+++ RECORD SET

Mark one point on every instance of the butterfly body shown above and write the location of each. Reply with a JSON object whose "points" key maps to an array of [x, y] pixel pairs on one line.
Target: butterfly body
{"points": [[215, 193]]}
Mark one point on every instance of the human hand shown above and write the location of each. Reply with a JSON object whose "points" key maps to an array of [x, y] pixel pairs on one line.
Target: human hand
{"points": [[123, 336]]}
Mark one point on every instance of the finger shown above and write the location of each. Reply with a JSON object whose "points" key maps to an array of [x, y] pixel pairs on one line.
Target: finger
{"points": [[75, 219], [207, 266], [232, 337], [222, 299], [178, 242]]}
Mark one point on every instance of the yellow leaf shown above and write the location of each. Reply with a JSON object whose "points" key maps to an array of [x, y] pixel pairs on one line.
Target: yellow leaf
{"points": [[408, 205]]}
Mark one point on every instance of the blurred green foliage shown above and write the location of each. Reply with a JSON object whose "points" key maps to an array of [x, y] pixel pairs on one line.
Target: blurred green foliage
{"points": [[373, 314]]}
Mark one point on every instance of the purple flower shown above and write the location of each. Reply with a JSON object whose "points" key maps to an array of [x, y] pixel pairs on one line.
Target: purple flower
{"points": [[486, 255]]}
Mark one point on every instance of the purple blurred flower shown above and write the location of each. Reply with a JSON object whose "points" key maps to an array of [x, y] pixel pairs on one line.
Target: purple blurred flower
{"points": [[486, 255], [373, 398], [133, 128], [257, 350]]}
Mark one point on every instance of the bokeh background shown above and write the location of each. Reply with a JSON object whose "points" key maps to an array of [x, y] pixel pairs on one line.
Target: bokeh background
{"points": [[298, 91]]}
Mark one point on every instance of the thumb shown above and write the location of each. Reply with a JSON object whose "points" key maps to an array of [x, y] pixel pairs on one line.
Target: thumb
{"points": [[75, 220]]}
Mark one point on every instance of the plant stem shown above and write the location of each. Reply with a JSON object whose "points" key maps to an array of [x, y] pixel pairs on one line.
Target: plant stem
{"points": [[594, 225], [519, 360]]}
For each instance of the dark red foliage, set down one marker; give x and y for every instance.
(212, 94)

++++++
+++ RECORD SET

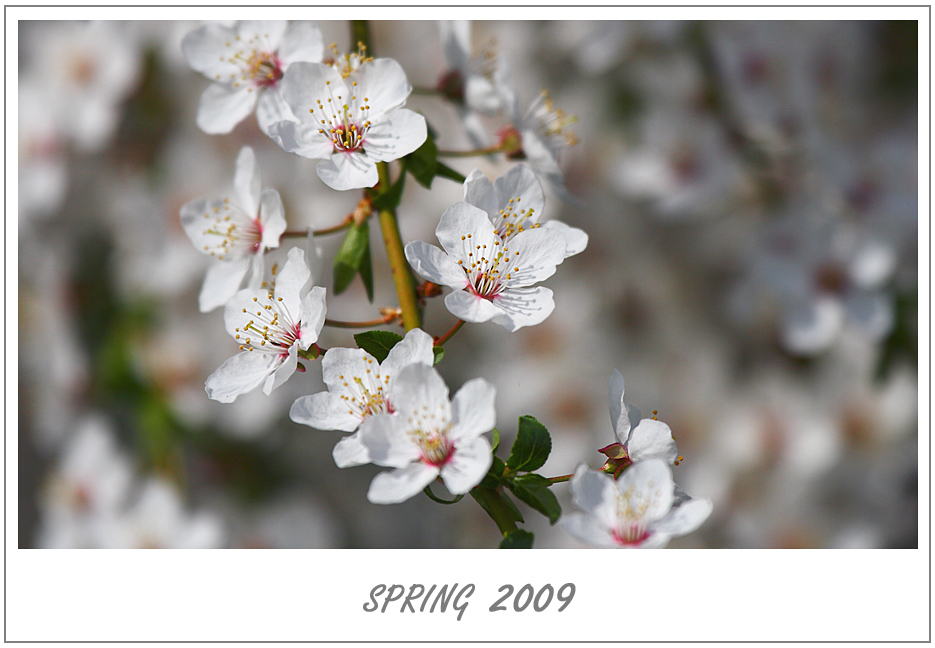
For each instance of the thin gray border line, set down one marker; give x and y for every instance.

++++++
+++ RECORD SET

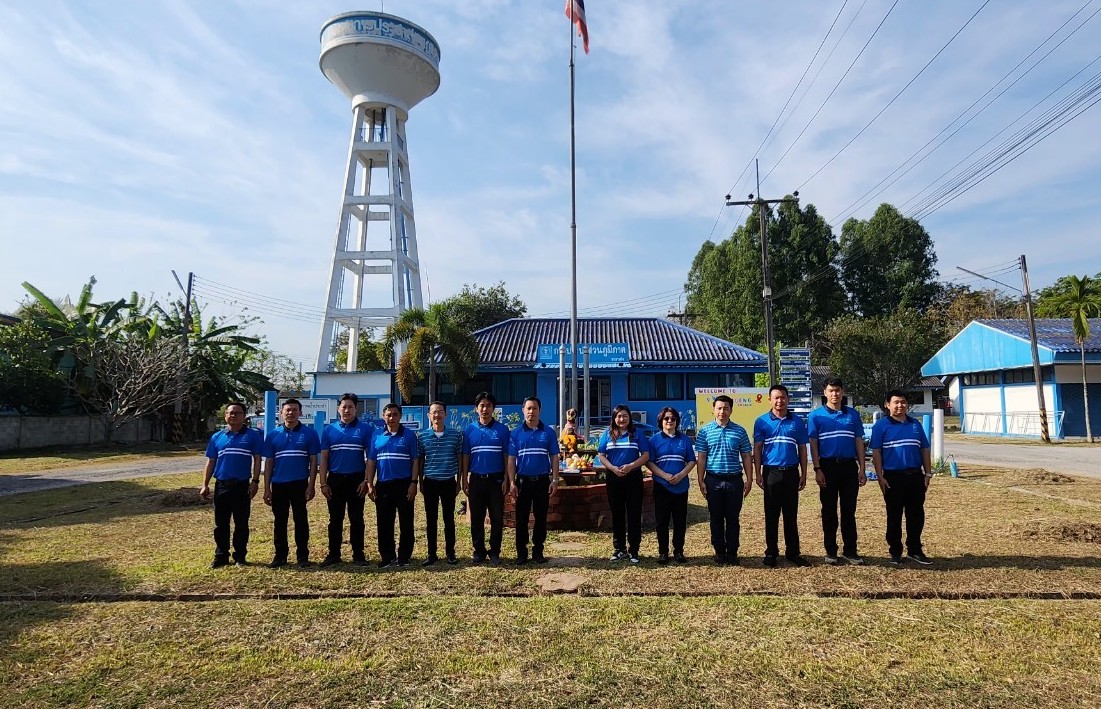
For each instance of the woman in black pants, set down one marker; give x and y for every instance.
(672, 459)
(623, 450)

++++++

__PROBLEM DESCRIPTION__: Locate every line in the items above that contains the word "marker" and copy each of those lines in full.

__EXPECTED ANSWER__:
For each instance of the dark red foliage, set down one marker; give x and y for every instance.
For each instance of the thin gray border line, set down one marker; give x and y for every instance.
For each instance of the woman in black pants, set down one marker; give x and y for every instance.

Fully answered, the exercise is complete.